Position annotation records
========

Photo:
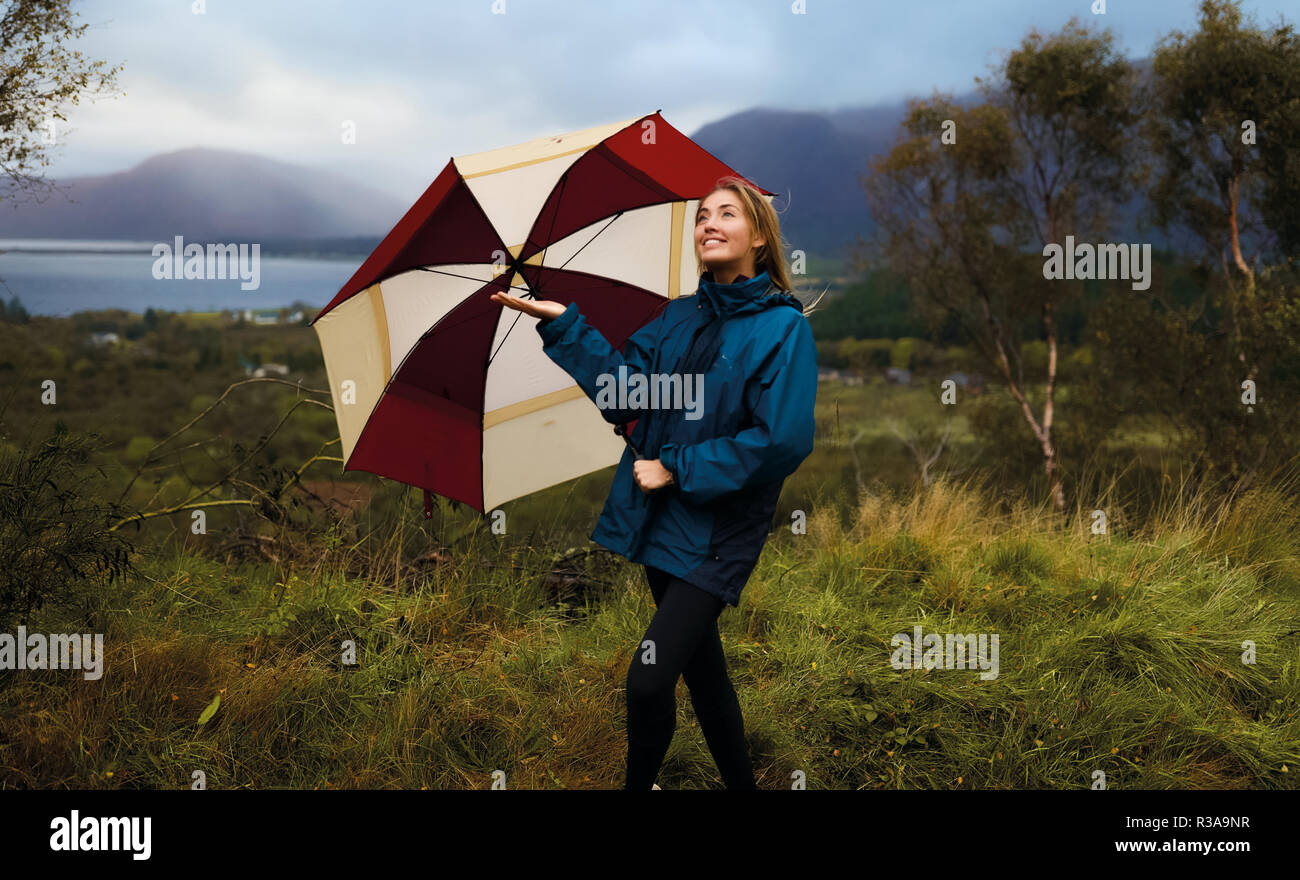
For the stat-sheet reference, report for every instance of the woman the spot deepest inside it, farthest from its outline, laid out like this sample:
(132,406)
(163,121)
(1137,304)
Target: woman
(697,507)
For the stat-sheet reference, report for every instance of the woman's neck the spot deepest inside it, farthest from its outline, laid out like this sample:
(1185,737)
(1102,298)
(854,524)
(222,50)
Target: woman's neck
(728,274)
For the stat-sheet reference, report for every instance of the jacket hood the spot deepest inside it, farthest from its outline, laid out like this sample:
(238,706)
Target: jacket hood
(750,295)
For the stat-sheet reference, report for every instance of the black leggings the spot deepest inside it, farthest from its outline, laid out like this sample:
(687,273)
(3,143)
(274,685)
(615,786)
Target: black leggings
(685,642)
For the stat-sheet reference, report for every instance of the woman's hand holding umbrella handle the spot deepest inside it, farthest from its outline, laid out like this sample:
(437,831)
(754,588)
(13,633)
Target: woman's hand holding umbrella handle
(547,310)
(650,475)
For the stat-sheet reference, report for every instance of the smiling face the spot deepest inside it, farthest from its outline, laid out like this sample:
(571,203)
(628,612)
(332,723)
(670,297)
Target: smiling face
(724,239)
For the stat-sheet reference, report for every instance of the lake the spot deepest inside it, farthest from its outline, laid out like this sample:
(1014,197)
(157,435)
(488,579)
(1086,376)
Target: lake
(61,277)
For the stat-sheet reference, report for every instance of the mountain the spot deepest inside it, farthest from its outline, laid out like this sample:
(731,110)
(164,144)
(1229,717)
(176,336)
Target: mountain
(200,194)
(813,161)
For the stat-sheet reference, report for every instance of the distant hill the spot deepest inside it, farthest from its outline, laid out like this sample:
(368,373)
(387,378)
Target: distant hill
(814,161)
(204,194)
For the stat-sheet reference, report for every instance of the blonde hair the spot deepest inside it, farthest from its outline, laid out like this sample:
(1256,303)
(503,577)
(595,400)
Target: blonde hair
(765,224)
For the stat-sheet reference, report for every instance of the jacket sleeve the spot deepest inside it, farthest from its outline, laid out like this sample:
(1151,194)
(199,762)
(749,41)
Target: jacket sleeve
(776,443)
(583,352)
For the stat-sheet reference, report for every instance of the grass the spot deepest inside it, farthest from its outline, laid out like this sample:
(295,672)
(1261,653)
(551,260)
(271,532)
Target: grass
(1119,653)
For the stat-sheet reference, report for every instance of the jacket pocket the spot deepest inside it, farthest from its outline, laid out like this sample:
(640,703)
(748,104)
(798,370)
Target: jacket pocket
(741,521)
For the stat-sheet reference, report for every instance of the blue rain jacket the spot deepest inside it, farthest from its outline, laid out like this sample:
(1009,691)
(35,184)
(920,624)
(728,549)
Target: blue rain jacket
(759,388)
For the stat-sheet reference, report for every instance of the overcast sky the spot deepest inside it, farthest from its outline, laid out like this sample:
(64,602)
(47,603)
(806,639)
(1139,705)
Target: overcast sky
(425,81)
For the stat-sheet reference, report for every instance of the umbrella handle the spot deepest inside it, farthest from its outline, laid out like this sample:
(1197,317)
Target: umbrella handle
(622,430)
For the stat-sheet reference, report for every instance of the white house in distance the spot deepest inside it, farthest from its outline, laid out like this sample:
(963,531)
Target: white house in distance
(268,369)
(268,316)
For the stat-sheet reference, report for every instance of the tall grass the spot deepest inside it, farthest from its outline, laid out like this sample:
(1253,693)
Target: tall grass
(1121,653)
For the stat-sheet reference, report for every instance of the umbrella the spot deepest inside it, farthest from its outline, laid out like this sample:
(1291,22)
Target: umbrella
(437,386)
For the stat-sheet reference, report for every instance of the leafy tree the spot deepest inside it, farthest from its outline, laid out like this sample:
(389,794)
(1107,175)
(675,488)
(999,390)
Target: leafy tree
(40,76)
(967,217)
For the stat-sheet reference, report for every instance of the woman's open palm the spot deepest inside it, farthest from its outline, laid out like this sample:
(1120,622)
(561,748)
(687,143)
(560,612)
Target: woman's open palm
(544,308)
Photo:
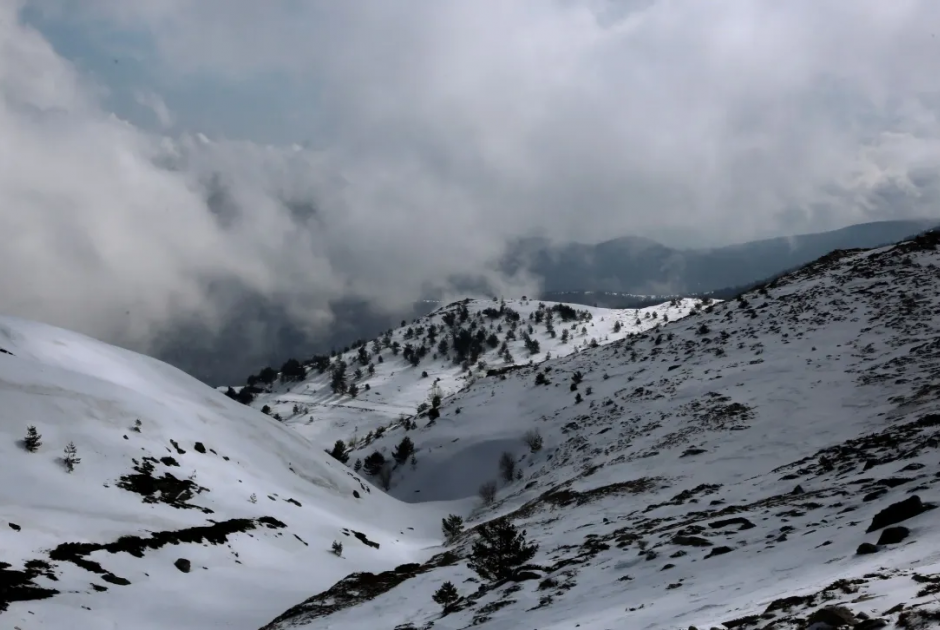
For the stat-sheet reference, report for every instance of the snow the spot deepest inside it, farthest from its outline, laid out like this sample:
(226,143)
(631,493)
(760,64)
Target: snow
(801,412)
(397,388)
(830,354)
(73,388)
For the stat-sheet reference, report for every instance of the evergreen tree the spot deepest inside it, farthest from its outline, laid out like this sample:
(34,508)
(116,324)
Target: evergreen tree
(452,526)
(404,450)
(71,457)
(500,550)
(33,440)
(446,596)
(339,452)
(373,463)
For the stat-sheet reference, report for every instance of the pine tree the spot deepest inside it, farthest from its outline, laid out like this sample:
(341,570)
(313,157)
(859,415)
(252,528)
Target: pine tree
(71,457)
(33,440)
(446,596)
(339,452)
(452,526)
(373,463)
(500,550)
(404,450)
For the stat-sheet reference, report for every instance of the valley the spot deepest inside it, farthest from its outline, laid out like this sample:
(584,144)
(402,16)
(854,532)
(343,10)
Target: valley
(765,462)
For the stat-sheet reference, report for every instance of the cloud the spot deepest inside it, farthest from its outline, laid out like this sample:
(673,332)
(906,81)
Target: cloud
(440,130)
(155,103)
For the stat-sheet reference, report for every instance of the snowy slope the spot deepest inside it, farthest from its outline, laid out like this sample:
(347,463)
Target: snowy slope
(396,387)
(136,501)
(722,471)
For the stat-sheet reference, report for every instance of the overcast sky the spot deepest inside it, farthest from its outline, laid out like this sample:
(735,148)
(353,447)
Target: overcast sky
(152,151)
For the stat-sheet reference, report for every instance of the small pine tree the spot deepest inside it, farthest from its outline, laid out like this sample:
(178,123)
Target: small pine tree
(33,440)
(374,463)
(339,452)
(487,492)
(507,466)
(533,440)
(500,550)
(404,450)
(71,457)
(446,596)
(452,526)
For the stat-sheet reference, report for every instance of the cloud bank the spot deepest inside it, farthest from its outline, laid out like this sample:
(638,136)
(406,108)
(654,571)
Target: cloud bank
(413,140)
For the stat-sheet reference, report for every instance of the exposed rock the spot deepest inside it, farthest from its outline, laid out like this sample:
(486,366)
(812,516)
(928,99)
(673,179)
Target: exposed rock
(835,616)
(718,551)
(897,512)
(893,535)
(740,520)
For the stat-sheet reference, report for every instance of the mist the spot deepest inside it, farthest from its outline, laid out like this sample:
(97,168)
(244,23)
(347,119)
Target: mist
(381,152)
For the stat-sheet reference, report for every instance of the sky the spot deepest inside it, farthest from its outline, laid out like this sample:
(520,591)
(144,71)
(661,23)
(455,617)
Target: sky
(160,158)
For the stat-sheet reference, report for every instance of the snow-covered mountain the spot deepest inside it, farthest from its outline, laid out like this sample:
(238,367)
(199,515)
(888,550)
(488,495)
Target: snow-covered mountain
(399,371)
(187,510)
(767,462)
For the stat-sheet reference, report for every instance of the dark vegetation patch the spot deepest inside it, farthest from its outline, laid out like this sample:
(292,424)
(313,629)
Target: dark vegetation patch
(216,534)
(898,512)
(18,586)
(167,489)
(356,589)
(362,538)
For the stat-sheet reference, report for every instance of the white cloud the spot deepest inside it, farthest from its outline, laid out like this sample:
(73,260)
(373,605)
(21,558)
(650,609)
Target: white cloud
(448,127)
(155,103)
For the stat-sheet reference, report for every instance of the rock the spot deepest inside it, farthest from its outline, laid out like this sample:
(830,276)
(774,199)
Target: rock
(835,616)
(897,512)
(718,551)
(893,535)
(739,520)
(691,541)
(523,576)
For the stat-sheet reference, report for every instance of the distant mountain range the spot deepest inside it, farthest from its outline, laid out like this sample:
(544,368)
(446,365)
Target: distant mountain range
(626,272)
(641,266)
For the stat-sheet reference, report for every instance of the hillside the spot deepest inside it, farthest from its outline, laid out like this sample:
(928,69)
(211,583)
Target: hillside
(767,463)
(399,371)
(170,470)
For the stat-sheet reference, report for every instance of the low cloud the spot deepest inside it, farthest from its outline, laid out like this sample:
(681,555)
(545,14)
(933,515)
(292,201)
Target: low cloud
(440,131)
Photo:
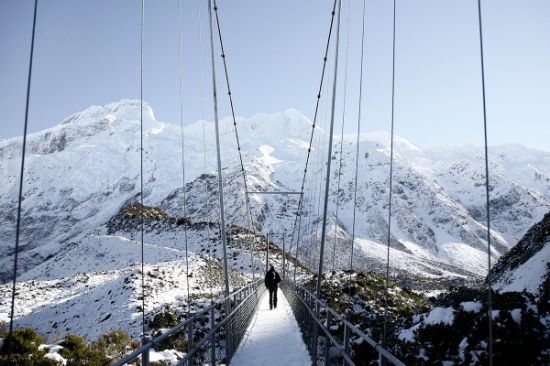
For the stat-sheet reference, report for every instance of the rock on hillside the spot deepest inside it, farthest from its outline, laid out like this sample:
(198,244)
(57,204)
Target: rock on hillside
(527,265)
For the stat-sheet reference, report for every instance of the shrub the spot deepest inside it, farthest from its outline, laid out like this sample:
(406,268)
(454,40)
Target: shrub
(21,349)
(113,344)
(22,341)
(77,353)
(166,319)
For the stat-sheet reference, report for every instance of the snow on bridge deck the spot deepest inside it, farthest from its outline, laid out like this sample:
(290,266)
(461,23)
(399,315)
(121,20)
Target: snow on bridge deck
(272,338)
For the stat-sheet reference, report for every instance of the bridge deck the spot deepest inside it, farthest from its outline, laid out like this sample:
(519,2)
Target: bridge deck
(273,338)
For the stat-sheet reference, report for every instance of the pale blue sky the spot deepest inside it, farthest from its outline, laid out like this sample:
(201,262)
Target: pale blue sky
(87,52)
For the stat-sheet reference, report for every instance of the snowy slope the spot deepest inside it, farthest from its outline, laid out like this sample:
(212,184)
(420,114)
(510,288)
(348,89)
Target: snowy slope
(527,266)
(81,172)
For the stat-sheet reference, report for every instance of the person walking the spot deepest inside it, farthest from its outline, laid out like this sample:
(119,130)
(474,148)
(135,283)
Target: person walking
(272,280)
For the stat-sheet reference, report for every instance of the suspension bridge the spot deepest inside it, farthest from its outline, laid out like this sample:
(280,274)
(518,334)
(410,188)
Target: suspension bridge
(238,328)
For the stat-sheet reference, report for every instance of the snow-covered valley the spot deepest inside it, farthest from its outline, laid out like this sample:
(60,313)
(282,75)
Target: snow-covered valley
(80,267)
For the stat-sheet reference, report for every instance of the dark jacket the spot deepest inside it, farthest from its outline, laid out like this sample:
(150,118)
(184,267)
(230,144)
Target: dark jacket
(272,279)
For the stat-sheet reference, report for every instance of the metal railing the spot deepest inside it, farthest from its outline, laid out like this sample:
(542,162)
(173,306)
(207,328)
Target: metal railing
(329,337)
(213,334)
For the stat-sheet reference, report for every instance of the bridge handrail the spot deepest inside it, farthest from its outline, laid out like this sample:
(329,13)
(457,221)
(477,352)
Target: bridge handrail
(312,310)
(182,325)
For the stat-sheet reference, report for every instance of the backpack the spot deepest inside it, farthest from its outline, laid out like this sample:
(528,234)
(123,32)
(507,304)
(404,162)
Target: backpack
(277,278)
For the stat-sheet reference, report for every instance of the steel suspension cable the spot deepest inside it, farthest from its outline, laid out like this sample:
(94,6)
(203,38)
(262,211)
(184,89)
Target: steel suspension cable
(335,227)
(329,156)
(218,153)
(357,144)
(206,192)
(22,170)
(489,285)
(141,170)
(243,171)
(180,18)
(386,295)
(300,203)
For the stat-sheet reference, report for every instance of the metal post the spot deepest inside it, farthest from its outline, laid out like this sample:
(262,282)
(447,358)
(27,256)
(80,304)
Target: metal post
(298,236)
(284,251)
(329,158)
(267,255)
(190,341)
(346,342)
(315,333)
(145,356)
(327,339)
(218,156)
(213,337)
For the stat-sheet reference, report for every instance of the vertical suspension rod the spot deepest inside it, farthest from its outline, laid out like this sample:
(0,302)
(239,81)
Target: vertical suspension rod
(359,114)
(489,285)
(301,202)
(218,153)
(141,171)
(391,185)
(243,171)
(329,156)
(180,18)
(23,148)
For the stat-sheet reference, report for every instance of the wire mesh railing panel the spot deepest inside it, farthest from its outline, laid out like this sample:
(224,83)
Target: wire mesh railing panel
(210,336)
(329,337)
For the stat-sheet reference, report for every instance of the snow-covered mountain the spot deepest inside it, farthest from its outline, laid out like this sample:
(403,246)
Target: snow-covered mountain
(526,267)
(80,245)
(82,172)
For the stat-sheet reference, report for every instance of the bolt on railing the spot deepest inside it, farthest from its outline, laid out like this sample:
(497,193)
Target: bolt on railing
(212,334)
(328,337)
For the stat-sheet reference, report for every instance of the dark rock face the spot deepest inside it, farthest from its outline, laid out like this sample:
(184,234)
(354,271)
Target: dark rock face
(532,242)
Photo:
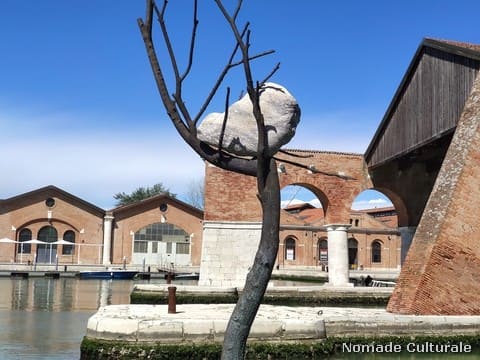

========

§ Problem requirements:
From the records above, extract every line containing the word "metal" and copy each one unchanged.

§ Written answer:
For the stat-sheet reference, report for every instance of the metal railing the spot deepest inside it, farthest from its outline, laid out like this sample:
Target: metal railing
For the stat-sheet reference, report for every instance of the metal post the spot deepest inside it, farthest from its outline, laid out like this sample:
Target: metal post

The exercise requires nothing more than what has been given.